| Passage to read |
-------
Bermuda headquartered reinsurance company Everest Re has continued to demonstrate that its third-party capital backed, fully-collateralized reinsurance sidecar Mt. Logan Re is core to its business, growing the sidecar again in the last quarter to around $480m.

Everest Re has again increased its reinsurance premiums written in the last quarter, with its results beating analysts expectations. The latest quarterly report shows worldwide reinsurance premiums, which includes the firms Mt. Logan Re sidecar business, are up by a huge 19.5% to $1.3 billion, with growth opportunities in U.S. property and specialty lines business as well as strategic opportunities in Latin America cited.

That is impressive growth in the current softening reinsurance market environment and Mt. Logan Re has again played its role with just over $50m of gross premiums written at the sidecar, resulting in a quarterly underwriting gain of over $28m at a very low combined ratio of just 26.4%.
-------
| Required tasks |
a: Rewrite the Everest Re passage from "Everest Re has again" up to and including "of just 26.4%.", changing "Latin America" to "Asia".
b: Extend the passage on Everest Re and its Mt. Logan Re sidecar beyond its final sentence.
-------
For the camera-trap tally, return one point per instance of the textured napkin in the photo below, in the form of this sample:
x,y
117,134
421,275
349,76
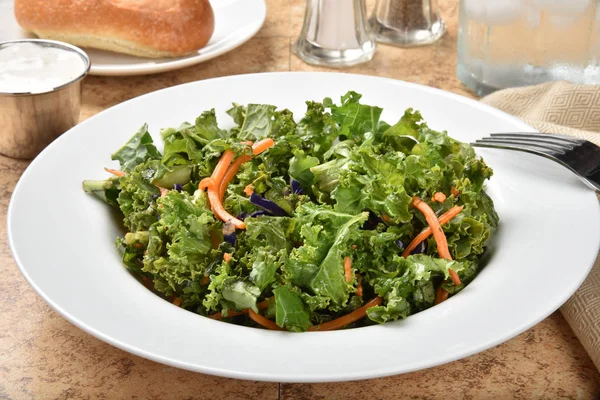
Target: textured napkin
x,y
561,107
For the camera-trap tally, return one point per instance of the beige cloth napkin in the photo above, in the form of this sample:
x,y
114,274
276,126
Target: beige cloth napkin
x,y
561,107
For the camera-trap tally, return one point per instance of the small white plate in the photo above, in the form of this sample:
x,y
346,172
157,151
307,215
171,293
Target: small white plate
x,y
62,240
236,21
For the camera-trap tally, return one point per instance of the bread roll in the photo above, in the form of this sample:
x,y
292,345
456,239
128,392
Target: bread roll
x,y
144,28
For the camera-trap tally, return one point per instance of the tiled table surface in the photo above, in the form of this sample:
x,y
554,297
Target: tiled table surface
x,y
44,356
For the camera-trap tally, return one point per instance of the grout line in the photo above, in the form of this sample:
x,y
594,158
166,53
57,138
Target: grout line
x,y
290,39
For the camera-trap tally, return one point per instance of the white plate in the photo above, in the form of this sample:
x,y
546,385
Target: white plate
x,y
236,21
62,239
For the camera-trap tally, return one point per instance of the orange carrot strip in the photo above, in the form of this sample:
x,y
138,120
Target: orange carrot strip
x,y
440,295
219,171
204,183
267,323
342,321
115,172
435,226
233,169
444,219
348,269
214,239
231,172
262,145
454,277
359,287
439,197
219,210
261,306
163,191
249,189
221,168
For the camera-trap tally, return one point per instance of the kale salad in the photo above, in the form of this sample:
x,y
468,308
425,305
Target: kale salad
x,y
338,220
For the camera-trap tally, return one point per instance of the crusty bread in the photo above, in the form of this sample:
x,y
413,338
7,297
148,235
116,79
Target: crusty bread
x,y
144,28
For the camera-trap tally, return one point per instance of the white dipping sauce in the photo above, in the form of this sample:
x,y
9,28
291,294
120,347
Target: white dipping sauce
x,y
33,68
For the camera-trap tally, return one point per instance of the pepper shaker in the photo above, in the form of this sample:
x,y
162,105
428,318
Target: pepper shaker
-------
| Outputs for the tasks |
a:
Everest Re has again increased its reinsurance premiums written in the last quarter, with its results beating analysts expectations. The latest quarterly report shows worldwide reinsurance premiums, which includes the firms Mt. Logan Re sidecar business, are up by a huge 19.5% to $1.3 billion, with growth opportunities in U.S. property and specialty lines business as well as strategic opportunities in Asia cited.

That is impressive growth in the current softening reinsurance market environment and Mt. Logan Re has again played its role with just over $50m of gross premiums written at the sidecar, resulting in a quarterly underwriting gain of over $28m at a very low combined ratio of just 26.4%.

b:
This is the strongest quarter of results that Mt. Logan Re has reported, showing that as the third-party capital sidecar vehicle reaches scale the benefits to Everest Re’s overall business grow with it.

Mt. Logan Re allows Everest Re to sign larger lines, target business where the use of third-party capital is more efficient, provide fully-collateralized protection to cedents and effectively sign twice onto some reinsurance contracts, both with its balance sheet and the sidecars funds. This strategy is clearly being put to work in search of growth.

In the third-quarter results Everest Re reports that the non-controlling interest (so the capital contributed by third-party investors) in the Mt. Logan Re sidecar has increased once again in the third-quarter, now amounting to $404.411m at the 30th September.

Everest Re is believed to have approximately $75m of its own capital in Mt. Logan Re, which would bring sidecars total collateralized capacity to around the $480m mark. That’s also very close to Everest Re’s own stated goal of maintaining roughly an 85% third-party capital, 15% its own skin in the game, mix for the reinsurance sidecar to demonstrate to investors that it is ready to back the underwritten business Logan writes as well.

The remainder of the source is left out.